**REQUIRED ACTION:** Nothing but the lines from the one that contains "Extract tractor wheel" through the end of the data should be reproduced, and each must match exactly.

** EXTRACTED MATERIAL follows **

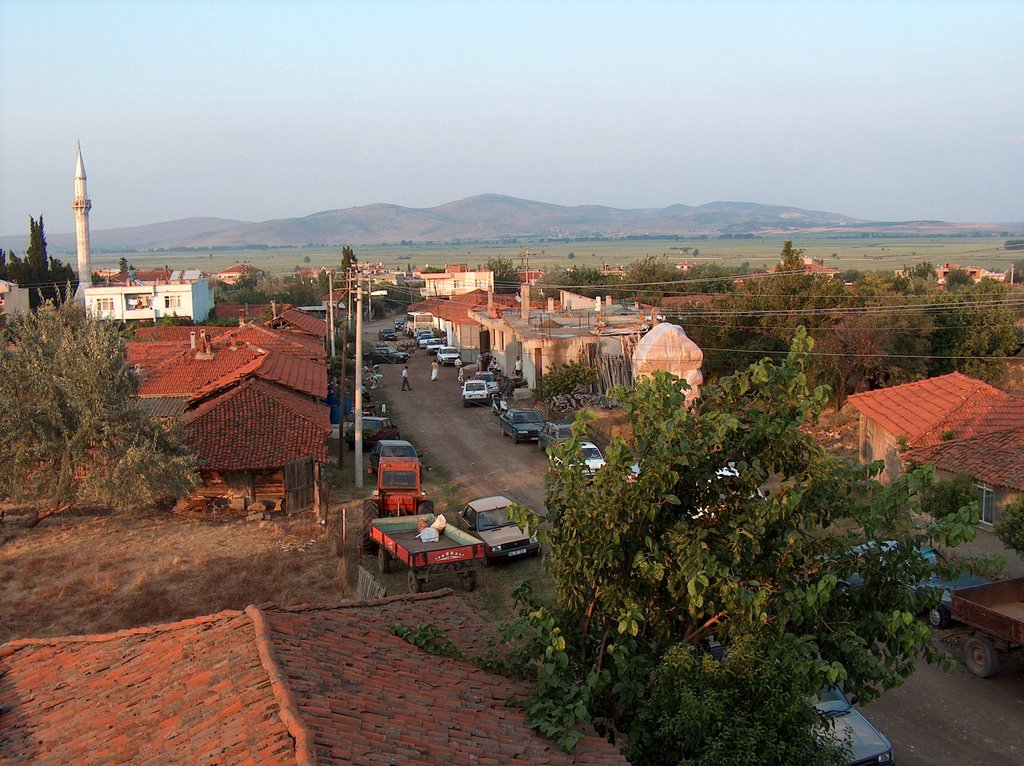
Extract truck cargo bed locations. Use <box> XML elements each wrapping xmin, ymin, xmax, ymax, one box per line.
<box><xmin>951</xmin><ymin>578</ymin><xmax>1024</xmax><ymax>645</ymax></box>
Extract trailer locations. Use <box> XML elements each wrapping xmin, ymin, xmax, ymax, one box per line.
<box><xmin>949</xmin><ymin>578</ymin><xmax>1024</xmax><ymax>677</ymax></box>
<box><xmin>370</xmin><ymin>514</ymin><xmax>486</xmax><ymax>593</ymax></box>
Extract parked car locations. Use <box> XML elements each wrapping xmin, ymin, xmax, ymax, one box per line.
<box><xmin>474</xmin><ymin>371</ymin><xmax>499</xmax><ymax>395</ymax></box>
<box><xmin>418</xmin><ymin>333</ymin><xmax>441</xmax><ymax>348</ymax></box>
<box><xmin>457</xmin><ymin>496</ymin><xmax>540</xmax><ymax>564</ymax></box>
<box><xmin>914</xmin><ymin>545</ymin><xmax>991</xmax><ymax>628</ymax></box>
<box><xmin>436</xmin><ymin>346</ymin><xmax>461</xmax><ymax>366</ymax></box>
<box><xmin>551</xmin><ymin>441</ymin><xmax>606</xmax><ymax>476</ymax></box>
<box><xmin>425</xmin><ymin>338</ymin><xmax>446</xmax><ymax>353</ymax></box>
<box><xmin>368</xmin><ymin>439</ymin><xmax>418</xmax><ymax>472</ymax></box>
<box><xmin>814</xmin><ymin>686</ymin><xmax>894</xmax><ymax>766</ymax></box>
<box><xmin>345</xmin><ymin>416</ymin><xmax>400</xmax><ymax>449</ymax></box>
<box><xmin>462</xmin><ymin>379</ymin><xmax>490</xmax><ymax>406</ymax></box>
<box><xmin>538</xmin><ymin>420</ymin><xmax>574</xmax><ymax>450</ymax></box>
<box><xmin>394</xmin><ymin>317</ymin><xmax>407</xmax><ymax>329</ymax></box>
<box><xmin>377</xmin><ymin>328</ymin><xmax>398</xmax><ymax>341</ymax></box>
<box><xmin>499</xmin><ymin>409</ymin><xmax>544</xmax><ymax>443</ymax></box>
<box><xmin>364</xmin><ymin>347</ymin><xmax>409</xmax><ymax>364</ymax></box>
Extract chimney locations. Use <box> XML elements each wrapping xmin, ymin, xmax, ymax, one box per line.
<box><xmin>521</xmin><ymin>283</ymin><xmax>530</xmax><ymax>321</ymax></box>
<box><xmin>595</xmin><ymin>296</ymin><xmax>602</xmax><ymax>313</ymax></box>
<box><xmin>547</xmin><ymin>297</ymin><xmax>554</xmax><ymax>312</ymax></box>
<box><xmin>487</xmin><ymin>290</ymin><xmax>496</xmax><ymax>318</ymax></box>
<box><xmin>195</xmin><ymin>330</ymin><xmax>215</xmax><ymax>361</ymax></box>
<box><xmin>271</xmin><ymin>300</ymin><xmax>278</xmax><ymax>320</ymax></box>
<box><xmin>190</xmin><ymin>331</ymin><xmax>197</xmax><ymax>350</ymax></box>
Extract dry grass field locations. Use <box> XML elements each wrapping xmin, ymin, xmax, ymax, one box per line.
<box><xmin>86</xmin><ymin>236</ymin><xmax>1019</xmax><ymax>280</ymax></box>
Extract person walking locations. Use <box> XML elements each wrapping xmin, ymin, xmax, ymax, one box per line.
<box><xmin>514</xmin><ymin>356</ymin><xmax>522</xmax><ymax>375</ymax></box>
<box><xmin>401</xmin><ymin>365</ymin><xmax>411</xmax><ymax>391</ymax></box>
<box><xmin>430</xmin><ymin>360</ymin><xmax>439</xmax><ymax>381</ymax></box>
<box><xmin>457</xmin><ymin>365</ymin><xmax>465</xmax><ymax>385</ymax></box>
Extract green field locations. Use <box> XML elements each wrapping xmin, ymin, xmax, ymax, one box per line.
<box><xmin>88</xmin><ymin>236</ymin><xmax>1020</xmax><ymax>278</ymax></box>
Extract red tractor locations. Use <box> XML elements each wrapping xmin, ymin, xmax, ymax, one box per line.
<box><xmin>362</xmin><ymin>457</ymin><xmax>434</xmax><ymax>551</ymax></box>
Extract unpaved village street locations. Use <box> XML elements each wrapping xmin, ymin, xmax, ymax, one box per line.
<box><xmin>361</xmin><ymin>316</ymin><xmax>1024</xmax><ymax>766</ymax></box>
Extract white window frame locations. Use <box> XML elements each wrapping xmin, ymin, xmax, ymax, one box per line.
<box><xmin>976</xmin><ymin>482</ymin><xmax>995</xmax><ymax>525</ymax></box>
<box><xmin>164</xmin><ymin>294</ymin><xmax>182</xmax><ymax>310</ymax></box>
<box><xmin>95</xmin><ymin>297</ymin><xmax>115</xmax><ymax>313</ymax></box>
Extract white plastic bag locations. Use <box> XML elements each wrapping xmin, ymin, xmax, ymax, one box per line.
<box><xmin>417</xmin><ymin>526</ymin><xmax>440</xmax><ymax>543</ymax></box>
<box><xmin>430</xmin><ymin>514</ymin><xmax>447</xmax><ymax>532</ymax></box>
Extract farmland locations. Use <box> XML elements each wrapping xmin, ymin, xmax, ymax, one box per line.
<box><xmin>84</xmin><ymin>235</ymin><xmax>1020</xmax><ymax>279</ymax></box>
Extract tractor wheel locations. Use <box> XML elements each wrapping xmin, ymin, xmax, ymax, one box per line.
<box><xmin>362</xmin><ymin>500</ymin><xmax>381</xmax><ymax>553</ymax></box>
<box><xmin>418</xmin><ymin>500</ymin><xmax>435</xmax><ymax>518</ymax></box>
<box><xmin>964</xmin><ymin>635</ymin><xmax>998</xmax><ymax>678</ymax></box>
<box><xmin>378</xmin><ymin>545</ymin><xmax>391</xmax><ymax>574</ymax></box>
<box><xmin>408</xmin><ymin>570</ymin><xmax>422</xmax><ymax>593</ymax></box>
<box><xmin>461</xmin><ymin>569</ymin><xmax>478</xmax><ymax>592</ymax></box>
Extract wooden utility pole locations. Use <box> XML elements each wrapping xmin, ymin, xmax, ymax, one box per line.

** End of EXTRACTED MATERIAL **

**RESULT:**
Extract tractor wheel locations. Use <box> XML elements each wrapping xmin, ymin, xmax, ymax, one box per line.
<box><xmin>362</xmin><ymin>500</ymin><xmax>381</xmax><ymax>553</ymax></box>
<box><xmin>418</xmin><ymin>500</ymin><xmax>435</xmax><ymax>518</ymax></box>
<box><xmin>964</xmin><ymin>635</ymin><xmax>998</xmax><ymax>678</ymax></box>
<box><xmin>378</xmin><ymin>545</ymin><xmax>391</xmax><ymax>574</ymax></box>
<box><xmin>408</xmin><ymin>570</ymin><xmax>422</xmax><ymax>593</ymax></box>
<box><xmin>461</xmin><ymin>569</ymin><xmax>478</xmax><ymax>592</ymax></box>
Extract wooden utility pole locations. Use <box> XML elements each wrapping xmin, ymin, xmax, ymax, one box per line.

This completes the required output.